#### WRITTEN REQUEST A:
Collect every line of the records below that contains the string "blurred", and copy each one out unchanged.

We cannot rely on ourselves to do the tear-down manually, because we could forget or because an error could occur which would cause our tear-down code not to run.

f = open(__file__)
try:
    ...
    ...
    ...
    ...
    ...
    ...
    ...
    ...
    ...
    ...
    ...
    ...
    ...
    ...
finally:
    f.close()

We cannot rely on the garbage collector to do this work for us, because the lifetime of our resources isn’t guaranteed to be tightly scoped to a block.

Therefore, we need special syntax to ensure we can sequence two operations:

with open(__file__) as f:
    print(f'{not f.closed = }')
    ...

print(f'{not f.closed = }')

Beyond The Basics

This pattern is so general that we want to extend it to a variety of situations.

For example, database connections…

from sqlite3 import connect

with connect(':memory:') as conn:
    pass

… temporary directories…

from tempfile import TemporaryDirectory

with TemporaryDirectory() as d:
    pass

… or even configuration and settings.

from decimal import localcontext

with localcontext() as ctx:
    ctx.prec = 20
    ...

As with any “extension” that implements the Python vocabulary, we use special methods __enter__ and __exit__.

#### DATA PROVIDED:
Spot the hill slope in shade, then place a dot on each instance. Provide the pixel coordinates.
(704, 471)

==

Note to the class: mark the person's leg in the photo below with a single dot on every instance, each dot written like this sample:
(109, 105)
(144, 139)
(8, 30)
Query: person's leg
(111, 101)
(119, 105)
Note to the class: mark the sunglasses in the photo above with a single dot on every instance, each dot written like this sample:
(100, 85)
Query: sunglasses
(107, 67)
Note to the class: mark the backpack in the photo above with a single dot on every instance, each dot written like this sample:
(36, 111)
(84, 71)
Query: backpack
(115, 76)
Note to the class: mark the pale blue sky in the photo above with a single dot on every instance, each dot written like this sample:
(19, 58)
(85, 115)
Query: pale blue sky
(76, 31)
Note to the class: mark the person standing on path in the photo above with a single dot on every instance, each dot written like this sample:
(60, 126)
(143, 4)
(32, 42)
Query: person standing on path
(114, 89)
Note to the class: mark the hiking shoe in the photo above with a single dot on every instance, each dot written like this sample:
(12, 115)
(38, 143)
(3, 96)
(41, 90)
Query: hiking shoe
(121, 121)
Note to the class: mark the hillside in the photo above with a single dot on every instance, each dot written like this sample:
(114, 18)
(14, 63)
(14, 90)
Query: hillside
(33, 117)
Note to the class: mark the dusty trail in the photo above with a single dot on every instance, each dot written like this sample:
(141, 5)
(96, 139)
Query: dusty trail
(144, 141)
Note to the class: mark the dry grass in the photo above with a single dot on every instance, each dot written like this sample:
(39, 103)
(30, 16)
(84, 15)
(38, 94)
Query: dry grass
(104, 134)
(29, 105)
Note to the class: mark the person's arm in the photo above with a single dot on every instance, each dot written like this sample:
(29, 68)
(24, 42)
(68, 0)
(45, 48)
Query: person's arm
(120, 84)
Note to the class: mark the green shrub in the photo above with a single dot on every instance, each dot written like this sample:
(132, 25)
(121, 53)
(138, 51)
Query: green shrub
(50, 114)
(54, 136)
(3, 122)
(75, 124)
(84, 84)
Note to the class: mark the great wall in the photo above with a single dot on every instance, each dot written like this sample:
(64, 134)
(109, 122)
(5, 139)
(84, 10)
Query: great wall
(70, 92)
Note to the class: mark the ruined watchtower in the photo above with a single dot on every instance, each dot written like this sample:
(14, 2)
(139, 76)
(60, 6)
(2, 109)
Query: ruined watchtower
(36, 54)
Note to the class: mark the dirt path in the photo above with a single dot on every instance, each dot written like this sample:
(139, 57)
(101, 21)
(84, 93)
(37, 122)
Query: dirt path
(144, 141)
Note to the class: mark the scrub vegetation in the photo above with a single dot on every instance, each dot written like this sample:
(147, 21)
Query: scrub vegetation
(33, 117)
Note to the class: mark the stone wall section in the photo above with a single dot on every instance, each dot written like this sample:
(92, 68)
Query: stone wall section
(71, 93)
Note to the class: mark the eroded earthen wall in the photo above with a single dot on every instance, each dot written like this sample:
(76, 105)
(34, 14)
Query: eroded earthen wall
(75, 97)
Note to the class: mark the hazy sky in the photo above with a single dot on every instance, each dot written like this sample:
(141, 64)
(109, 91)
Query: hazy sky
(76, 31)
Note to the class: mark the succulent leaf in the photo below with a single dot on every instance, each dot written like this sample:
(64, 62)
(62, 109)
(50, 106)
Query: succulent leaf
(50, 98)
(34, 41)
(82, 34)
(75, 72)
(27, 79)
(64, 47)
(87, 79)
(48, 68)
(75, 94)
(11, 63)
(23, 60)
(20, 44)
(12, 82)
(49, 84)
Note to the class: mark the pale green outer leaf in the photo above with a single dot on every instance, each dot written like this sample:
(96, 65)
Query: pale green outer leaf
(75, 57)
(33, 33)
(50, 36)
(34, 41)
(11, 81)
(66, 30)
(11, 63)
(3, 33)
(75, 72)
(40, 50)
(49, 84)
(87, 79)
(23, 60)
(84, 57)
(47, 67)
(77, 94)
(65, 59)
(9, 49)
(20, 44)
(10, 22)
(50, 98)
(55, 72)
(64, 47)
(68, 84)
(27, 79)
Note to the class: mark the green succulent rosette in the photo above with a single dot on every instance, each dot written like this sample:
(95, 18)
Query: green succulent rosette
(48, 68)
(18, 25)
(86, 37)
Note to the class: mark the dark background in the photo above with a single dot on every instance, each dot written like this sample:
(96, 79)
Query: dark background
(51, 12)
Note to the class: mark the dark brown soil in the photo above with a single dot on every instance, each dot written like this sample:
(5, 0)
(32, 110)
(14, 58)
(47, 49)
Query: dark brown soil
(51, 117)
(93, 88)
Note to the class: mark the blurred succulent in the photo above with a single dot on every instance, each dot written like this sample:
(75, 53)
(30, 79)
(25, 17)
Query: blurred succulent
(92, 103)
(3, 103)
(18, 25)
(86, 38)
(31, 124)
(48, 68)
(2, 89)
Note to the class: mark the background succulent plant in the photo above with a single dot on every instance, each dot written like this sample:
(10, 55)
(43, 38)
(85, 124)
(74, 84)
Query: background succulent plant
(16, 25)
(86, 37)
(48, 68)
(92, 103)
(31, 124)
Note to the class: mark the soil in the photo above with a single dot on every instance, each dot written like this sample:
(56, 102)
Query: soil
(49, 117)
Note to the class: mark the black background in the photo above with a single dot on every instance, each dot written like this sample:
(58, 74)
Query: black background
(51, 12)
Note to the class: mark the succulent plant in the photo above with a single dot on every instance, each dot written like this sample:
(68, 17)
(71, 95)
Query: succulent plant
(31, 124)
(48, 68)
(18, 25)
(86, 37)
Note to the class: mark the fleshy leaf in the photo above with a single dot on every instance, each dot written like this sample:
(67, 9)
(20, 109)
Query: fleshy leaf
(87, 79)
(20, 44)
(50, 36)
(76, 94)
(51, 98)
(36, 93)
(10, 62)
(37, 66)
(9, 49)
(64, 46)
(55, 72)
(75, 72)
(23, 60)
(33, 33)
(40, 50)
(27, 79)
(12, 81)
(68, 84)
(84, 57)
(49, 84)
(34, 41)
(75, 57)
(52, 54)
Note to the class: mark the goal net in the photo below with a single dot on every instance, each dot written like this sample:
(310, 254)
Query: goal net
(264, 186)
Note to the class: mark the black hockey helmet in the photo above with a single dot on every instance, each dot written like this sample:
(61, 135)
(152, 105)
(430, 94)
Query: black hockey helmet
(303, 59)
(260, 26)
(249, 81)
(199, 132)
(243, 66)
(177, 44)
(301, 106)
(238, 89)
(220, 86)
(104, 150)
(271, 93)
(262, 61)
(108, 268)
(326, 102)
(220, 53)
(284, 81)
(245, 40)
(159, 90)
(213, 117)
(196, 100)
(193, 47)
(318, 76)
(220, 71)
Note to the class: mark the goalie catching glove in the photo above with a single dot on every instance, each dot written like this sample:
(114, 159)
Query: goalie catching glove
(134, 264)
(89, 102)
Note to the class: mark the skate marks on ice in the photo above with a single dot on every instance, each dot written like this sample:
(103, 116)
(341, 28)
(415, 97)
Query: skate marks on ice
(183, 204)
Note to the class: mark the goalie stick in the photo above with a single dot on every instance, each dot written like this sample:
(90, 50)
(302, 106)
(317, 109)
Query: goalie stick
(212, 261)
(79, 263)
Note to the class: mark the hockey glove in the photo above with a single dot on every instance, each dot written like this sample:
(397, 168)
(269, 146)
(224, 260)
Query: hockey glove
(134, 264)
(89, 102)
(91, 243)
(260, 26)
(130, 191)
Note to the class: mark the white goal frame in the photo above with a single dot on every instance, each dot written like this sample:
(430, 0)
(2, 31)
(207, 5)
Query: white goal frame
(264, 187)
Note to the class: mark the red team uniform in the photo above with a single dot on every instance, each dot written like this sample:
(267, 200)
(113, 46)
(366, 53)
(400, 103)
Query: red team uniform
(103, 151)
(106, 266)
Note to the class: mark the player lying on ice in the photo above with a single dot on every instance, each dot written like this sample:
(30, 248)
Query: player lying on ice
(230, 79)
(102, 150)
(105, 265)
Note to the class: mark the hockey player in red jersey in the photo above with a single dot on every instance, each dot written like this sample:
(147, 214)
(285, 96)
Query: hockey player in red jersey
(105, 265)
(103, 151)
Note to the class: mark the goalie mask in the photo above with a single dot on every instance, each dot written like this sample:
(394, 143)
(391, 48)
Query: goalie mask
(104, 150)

* * *

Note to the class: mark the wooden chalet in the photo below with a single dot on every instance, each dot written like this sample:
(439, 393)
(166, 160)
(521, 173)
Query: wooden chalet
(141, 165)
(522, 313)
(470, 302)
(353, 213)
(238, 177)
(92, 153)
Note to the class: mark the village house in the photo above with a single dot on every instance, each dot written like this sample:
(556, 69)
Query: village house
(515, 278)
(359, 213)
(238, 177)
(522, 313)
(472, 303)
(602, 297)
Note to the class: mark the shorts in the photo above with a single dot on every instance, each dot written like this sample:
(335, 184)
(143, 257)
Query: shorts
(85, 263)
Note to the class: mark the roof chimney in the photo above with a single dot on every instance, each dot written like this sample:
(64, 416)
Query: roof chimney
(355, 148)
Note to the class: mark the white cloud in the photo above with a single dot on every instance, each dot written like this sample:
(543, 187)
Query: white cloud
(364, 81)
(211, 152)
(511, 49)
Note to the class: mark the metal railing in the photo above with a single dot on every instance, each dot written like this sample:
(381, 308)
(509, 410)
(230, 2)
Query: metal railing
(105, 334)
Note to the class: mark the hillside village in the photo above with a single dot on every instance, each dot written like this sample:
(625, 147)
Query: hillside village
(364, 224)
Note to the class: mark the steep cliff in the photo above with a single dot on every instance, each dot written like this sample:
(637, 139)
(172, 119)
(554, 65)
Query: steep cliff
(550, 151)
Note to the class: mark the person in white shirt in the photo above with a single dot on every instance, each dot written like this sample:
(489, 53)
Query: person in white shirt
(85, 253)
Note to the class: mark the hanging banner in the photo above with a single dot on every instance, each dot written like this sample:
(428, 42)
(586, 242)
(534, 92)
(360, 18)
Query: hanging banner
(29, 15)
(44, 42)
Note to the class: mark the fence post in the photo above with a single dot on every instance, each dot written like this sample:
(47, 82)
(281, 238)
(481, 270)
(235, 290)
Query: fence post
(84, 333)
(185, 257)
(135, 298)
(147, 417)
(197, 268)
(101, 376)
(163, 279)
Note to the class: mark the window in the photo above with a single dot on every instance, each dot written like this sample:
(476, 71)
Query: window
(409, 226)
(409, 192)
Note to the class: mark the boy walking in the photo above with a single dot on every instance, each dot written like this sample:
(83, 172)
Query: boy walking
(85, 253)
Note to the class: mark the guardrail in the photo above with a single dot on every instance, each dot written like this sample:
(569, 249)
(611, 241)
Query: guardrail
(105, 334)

#### WRITTEN REQUEST B:
Continue the piece on Python's with statement, starting after its last sentence about __enter__ and __exit__.

#### REPLY A:
Note to the class: mark the blurred succulent in the photo above with a single dot on every instance, each dot written like this sample:
Query: blurred succulent

#### REPLY B:
class T:
    def __enter__(self):
        print('before')
    def __exit__(self, exc_type, exc_value, traceback):
        print('after')

with T():
    print('inside')

Context managers are a sequencing mechanisms, but so are generators.

def g():
    print('before')
    yield
    print('after')

gi = g()
next(gi)
print('inside')
next(gi, None)

We can adapt one mechanism to the other using the decorator contextlib.contextmanager.

from contextlib import contextmanager

@contextmanager
def g():
    print('before')
    yield
    print('after')

with g():
    print('inside')

Conclusions & Consequences: Why do I need context managers?

  1. Context managers are a way to manage any pairing of before/after actions.
    • This often occurs with resource management (activate/deactivate, open/close, &c.)
  2. Context managers are very easy to write using the contextlib.contextmanager decorator: write them often!
  3. Context managers show the nesting of operations very clearly.
with test_db() as db:
    with test_data(db): # baseline
        ...
        with test_data(db): # scenario #1
            ...
    with test_data(db): # alternate baseline
        ...
    with test_data(db): # alternate baseline
        ...
from contextlib import contextmanager
from sqlite3 import connect
from tempfile import TemporaryDirectory
from pathlib import Path
from random import choice, randrange
from string import ascii_lowercase

@contextmanager
def test_db():
    create = '''
        create table test (
            name text
          , value number
        );
    '''
    drop = 'drop table test'
    with TemporaryDirectory() as d:
        d = Path(d)
        with connect(d / 'test.db') as db:
            try:
                db.execute(create)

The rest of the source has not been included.